§ WORK REQUEST
Here is a block of records. Copy every line in it that includes "hand".

────

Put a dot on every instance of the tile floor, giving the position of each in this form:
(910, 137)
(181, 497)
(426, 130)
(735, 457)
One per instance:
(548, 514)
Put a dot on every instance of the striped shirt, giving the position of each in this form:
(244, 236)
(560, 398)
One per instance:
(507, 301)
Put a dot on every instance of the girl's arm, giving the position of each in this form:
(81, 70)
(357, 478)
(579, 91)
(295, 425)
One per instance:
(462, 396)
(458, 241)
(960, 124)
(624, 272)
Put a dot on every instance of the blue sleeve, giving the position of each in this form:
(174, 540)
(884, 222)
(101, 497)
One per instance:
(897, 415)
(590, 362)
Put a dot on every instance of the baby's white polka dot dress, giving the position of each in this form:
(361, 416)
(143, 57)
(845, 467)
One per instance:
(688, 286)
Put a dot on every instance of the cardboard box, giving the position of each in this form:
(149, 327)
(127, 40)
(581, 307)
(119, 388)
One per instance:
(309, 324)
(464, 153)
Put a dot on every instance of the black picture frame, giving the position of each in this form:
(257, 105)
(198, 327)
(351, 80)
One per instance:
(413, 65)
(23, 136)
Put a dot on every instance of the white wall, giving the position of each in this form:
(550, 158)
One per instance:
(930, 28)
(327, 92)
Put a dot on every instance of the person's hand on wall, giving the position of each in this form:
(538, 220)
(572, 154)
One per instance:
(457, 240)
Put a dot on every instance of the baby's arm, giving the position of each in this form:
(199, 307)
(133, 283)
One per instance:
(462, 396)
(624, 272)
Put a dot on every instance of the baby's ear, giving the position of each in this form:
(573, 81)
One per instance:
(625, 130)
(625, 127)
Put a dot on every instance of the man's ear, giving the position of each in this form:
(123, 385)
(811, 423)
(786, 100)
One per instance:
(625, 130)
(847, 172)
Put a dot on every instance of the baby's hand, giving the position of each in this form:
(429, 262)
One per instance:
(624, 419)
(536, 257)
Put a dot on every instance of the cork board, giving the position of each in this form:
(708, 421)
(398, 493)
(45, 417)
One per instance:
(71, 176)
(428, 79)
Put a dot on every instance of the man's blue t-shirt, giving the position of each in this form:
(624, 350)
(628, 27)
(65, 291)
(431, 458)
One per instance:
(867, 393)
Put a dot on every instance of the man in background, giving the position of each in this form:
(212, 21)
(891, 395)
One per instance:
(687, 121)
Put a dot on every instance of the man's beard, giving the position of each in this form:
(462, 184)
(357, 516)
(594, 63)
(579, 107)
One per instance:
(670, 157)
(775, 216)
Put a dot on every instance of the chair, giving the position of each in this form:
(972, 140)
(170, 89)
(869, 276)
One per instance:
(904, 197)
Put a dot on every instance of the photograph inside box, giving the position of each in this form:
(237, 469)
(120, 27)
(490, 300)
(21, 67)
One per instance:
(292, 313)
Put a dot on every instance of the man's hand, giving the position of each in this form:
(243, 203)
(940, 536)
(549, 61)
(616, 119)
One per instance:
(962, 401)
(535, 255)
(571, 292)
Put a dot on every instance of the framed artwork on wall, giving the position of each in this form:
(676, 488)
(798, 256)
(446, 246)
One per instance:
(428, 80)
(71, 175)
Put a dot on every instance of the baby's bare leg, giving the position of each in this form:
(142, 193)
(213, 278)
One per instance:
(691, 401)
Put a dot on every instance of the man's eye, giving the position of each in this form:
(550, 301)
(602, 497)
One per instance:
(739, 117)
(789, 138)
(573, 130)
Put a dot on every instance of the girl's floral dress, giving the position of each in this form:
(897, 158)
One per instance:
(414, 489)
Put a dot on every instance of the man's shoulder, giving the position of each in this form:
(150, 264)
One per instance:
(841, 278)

────

§ RESULT OF THIS TASK
Put a dot on every instance of the person's hand on wall, giving the position of each in this form:
Put a dot on every instance of the baby's hand, giving the position of each in this form:
Put a dot on every instance of the man's hand, giving the position of each in this form:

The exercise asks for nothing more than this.